_WRITTEN PROBLEM_. Please print exactly the lines running from the one that contains "task | put a dot on every instance of the trousers" to the end of the data, with both lines included.

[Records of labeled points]
────
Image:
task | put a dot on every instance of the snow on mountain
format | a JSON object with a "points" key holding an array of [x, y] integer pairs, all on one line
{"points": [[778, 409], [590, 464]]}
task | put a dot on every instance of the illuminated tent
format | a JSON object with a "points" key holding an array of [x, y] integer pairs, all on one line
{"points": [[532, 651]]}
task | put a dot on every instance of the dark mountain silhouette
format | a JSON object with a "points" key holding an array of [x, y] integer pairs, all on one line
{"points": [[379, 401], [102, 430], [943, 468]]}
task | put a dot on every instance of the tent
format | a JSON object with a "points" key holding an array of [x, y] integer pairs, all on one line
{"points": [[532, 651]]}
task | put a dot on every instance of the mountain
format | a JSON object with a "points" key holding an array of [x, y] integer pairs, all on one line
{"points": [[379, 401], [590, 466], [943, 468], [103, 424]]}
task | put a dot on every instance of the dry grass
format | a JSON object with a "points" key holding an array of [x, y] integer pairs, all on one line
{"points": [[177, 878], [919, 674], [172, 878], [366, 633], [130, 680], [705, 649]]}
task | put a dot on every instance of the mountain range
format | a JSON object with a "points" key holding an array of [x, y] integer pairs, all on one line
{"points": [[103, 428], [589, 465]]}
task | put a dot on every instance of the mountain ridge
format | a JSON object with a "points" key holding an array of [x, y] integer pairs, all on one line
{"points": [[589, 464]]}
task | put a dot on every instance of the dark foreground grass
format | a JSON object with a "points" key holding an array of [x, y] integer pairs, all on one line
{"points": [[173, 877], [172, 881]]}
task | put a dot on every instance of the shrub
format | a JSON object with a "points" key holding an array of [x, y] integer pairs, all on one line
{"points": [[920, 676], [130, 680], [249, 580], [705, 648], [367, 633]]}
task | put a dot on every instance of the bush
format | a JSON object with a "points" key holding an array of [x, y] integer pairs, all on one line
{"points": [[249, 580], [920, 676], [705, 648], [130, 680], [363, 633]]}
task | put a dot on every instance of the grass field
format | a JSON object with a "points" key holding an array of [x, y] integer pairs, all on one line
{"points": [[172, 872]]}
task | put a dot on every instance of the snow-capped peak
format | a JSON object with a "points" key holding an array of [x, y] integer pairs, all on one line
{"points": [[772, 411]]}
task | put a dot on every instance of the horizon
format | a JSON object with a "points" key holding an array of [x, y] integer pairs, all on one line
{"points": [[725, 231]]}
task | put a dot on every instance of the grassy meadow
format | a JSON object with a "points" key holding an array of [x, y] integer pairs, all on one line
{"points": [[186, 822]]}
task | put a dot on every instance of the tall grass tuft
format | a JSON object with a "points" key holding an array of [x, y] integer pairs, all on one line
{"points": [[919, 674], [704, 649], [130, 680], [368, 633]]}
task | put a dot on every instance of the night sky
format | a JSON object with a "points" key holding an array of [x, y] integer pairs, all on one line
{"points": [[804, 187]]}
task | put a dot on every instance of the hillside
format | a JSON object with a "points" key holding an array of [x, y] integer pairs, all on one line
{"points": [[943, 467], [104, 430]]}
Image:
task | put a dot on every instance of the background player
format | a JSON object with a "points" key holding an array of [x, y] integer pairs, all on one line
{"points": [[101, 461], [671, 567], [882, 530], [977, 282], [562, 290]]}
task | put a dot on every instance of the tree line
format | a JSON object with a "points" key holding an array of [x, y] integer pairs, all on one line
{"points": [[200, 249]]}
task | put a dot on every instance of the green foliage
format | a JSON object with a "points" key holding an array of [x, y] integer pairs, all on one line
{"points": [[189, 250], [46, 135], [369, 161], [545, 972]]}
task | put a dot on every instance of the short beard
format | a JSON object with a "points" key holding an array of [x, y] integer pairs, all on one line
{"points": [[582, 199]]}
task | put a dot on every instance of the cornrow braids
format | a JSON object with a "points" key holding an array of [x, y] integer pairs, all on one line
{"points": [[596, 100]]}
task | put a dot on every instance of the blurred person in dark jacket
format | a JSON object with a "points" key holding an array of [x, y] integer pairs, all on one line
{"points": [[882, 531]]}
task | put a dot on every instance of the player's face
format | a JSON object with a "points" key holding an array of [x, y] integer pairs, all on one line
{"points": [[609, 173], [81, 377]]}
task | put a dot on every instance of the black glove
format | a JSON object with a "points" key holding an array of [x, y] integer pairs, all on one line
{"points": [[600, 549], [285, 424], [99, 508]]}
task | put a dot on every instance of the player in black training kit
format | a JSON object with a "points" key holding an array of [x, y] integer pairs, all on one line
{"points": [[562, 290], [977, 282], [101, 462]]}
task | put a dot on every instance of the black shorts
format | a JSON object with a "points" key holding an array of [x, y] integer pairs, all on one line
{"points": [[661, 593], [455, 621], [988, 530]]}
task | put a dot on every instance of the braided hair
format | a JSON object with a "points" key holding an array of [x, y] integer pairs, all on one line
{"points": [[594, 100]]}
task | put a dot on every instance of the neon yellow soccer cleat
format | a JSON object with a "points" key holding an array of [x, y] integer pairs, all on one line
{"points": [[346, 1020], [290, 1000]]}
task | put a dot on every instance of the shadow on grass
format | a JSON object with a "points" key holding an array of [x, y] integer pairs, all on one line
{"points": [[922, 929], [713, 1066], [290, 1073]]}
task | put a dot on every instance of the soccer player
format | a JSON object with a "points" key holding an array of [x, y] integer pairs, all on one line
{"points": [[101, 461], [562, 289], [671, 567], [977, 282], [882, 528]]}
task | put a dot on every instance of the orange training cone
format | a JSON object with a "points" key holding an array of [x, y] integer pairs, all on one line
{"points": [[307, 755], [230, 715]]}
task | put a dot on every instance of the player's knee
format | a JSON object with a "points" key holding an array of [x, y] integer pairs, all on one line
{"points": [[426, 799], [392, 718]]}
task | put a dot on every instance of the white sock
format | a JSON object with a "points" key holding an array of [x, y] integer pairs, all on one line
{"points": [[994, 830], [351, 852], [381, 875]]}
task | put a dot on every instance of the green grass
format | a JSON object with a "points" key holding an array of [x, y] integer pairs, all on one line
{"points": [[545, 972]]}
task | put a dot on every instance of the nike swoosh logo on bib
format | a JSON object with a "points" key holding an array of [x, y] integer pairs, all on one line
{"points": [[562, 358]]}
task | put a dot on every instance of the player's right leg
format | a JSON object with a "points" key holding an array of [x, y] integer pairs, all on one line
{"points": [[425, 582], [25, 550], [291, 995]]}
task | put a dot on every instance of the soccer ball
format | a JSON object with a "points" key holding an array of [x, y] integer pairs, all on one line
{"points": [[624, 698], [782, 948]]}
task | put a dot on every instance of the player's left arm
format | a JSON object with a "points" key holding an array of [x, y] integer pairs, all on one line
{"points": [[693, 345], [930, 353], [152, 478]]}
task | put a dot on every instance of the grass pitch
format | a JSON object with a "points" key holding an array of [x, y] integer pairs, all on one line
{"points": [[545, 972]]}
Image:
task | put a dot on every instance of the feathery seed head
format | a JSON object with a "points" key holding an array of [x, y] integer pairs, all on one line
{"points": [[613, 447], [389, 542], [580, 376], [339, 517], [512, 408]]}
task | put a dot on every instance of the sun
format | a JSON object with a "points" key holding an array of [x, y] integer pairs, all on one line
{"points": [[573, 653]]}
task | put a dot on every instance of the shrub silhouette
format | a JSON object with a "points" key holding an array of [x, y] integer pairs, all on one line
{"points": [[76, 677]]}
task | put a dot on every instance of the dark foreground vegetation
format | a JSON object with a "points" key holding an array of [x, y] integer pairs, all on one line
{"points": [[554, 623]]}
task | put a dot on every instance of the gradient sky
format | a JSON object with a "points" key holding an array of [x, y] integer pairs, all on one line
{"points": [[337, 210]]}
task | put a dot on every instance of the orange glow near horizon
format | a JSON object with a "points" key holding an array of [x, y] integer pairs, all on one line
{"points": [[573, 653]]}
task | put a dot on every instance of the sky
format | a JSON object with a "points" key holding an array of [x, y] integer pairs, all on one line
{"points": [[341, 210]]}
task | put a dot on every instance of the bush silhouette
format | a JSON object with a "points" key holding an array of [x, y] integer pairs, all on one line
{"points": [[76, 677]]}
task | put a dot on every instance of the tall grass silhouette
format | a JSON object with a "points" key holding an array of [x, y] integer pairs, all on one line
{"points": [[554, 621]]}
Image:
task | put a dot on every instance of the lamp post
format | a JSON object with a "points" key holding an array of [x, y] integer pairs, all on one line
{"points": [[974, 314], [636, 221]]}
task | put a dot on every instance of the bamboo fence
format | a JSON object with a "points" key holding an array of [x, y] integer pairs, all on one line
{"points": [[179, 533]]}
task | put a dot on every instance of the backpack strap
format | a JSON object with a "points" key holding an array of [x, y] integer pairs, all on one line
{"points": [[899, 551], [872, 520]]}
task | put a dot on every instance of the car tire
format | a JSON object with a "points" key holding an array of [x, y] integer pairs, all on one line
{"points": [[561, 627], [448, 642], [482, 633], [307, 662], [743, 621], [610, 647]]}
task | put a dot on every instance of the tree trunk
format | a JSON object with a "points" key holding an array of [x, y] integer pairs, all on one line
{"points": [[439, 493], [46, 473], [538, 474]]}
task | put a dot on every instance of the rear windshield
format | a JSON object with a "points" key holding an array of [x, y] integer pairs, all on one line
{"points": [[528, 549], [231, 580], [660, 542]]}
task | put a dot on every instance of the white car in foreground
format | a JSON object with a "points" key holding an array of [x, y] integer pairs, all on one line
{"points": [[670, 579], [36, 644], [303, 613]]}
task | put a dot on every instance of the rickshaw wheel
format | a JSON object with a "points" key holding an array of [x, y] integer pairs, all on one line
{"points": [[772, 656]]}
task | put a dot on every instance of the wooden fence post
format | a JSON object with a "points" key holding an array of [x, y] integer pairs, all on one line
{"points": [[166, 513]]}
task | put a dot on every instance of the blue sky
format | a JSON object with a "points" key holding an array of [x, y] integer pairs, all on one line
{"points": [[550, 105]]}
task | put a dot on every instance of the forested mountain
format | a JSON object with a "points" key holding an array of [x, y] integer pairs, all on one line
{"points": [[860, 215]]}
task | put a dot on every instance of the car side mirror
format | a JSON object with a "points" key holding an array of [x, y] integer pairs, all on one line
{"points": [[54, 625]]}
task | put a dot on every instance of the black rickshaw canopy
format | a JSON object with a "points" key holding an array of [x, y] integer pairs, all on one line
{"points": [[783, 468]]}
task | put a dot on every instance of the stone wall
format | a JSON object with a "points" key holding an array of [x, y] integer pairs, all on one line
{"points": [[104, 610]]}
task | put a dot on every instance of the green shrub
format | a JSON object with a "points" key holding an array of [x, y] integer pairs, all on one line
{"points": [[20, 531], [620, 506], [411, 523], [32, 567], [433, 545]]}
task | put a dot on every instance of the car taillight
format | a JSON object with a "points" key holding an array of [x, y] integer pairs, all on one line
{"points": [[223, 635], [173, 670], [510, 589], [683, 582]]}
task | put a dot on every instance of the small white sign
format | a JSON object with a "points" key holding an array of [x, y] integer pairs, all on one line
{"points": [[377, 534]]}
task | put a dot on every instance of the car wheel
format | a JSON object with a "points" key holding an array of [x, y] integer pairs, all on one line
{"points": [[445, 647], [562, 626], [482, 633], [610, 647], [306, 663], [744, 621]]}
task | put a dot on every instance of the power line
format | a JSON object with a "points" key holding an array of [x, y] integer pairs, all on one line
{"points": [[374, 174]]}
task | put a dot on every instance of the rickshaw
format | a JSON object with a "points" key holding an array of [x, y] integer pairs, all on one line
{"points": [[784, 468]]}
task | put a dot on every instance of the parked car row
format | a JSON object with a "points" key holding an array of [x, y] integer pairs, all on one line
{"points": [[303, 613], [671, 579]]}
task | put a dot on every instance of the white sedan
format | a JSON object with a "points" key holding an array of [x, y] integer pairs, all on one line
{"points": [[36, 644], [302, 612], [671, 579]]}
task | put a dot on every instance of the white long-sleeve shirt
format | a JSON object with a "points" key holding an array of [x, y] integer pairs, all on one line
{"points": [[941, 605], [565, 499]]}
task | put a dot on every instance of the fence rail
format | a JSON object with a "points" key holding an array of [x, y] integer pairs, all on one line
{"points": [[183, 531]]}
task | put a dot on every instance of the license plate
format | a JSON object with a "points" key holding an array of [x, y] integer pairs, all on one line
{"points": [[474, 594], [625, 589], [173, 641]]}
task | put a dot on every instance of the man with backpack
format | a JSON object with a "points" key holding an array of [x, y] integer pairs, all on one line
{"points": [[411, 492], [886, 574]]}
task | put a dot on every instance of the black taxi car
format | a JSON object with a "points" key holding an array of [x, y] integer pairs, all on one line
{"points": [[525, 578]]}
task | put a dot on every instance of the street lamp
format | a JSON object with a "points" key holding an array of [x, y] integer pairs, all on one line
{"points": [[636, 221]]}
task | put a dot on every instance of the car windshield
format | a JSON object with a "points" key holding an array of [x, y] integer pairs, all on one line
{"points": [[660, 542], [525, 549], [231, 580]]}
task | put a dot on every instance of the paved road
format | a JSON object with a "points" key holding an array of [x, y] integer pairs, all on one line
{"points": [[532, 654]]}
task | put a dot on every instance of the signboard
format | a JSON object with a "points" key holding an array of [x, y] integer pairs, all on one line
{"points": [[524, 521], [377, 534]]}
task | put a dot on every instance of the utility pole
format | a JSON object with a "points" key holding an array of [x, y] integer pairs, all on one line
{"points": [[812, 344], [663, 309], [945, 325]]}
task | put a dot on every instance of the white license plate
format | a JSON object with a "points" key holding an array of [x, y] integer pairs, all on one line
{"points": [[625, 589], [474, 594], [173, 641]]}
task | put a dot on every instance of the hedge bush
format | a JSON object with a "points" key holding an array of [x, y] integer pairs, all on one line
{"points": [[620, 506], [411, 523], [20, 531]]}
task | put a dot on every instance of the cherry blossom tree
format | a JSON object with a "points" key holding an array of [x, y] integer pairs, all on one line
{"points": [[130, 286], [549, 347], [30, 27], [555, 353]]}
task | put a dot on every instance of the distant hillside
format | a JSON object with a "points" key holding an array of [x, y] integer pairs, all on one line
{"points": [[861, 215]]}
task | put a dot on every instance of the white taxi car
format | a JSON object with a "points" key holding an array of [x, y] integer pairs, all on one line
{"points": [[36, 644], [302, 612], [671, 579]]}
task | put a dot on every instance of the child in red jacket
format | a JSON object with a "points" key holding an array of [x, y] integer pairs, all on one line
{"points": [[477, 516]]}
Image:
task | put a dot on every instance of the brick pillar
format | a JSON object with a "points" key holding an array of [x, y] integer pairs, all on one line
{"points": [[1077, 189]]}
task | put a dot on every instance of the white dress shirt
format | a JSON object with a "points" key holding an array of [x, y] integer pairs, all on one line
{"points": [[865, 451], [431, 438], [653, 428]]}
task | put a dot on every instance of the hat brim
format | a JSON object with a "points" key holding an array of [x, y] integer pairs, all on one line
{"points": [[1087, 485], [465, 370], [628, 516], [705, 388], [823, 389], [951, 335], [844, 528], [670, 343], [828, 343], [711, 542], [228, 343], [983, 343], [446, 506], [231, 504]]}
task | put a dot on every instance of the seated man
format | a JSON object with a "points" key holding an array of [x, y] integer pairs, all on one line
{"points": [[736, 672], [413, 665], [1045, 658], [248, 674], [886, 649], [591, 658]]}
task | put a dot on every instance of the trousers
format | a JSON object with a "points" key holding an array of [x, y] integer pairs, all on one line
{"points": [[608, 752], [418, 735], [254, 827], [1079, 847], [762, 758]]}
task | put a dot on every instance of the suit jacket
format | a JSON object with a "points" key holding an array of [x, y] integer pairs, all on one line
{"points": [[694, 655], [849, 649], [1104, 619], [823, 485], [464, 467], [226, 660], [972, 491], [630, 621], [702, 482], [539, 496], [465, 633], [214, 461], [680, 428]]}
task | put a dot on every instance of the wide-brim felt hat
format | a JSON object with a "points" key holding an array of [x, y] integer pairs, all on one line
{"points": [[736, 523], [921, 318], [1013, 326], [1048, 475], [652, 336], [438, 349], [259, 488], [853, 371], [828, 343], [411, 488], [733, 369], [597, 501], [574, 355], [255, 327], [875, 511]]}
────
_PROBLEM SOLUTION_.
task | put a dot on every instance of the trousers
format | a JSON object with a "points" key holding an array of [x, y] integer pairs, all on one line
{"points": [[608, 752], [418, 735], [254, 827], [1079, 847], [762, 758]]}
task | put a dot on every instance of the suit jacket
format | a JSON object with a "points" key holding an array of [x, y] integer pairs, all on one line
{"points": [[694, 655], [849, 649], [1104, 619], [823, 485], [464, 467], [226, 660], [972, 491], [630, 621], [702, 482], [539, 496], [465, 633], [214, 461], [680, 428]]}
task | put a dot on every instance of the wide-brim felt hat
format | a JSON object with a "points" key holding an array of [x, y] integer pairs, all on one line
{"points": [[736, 523], [921, 318], [1013, 326], [1048, 475], [652, 336], [438, 349], [259, 488], [853, 371], [828, 343], [411, 488], [733, 369], [597, 501], [574, 355], [255, 327], [875, 511]]}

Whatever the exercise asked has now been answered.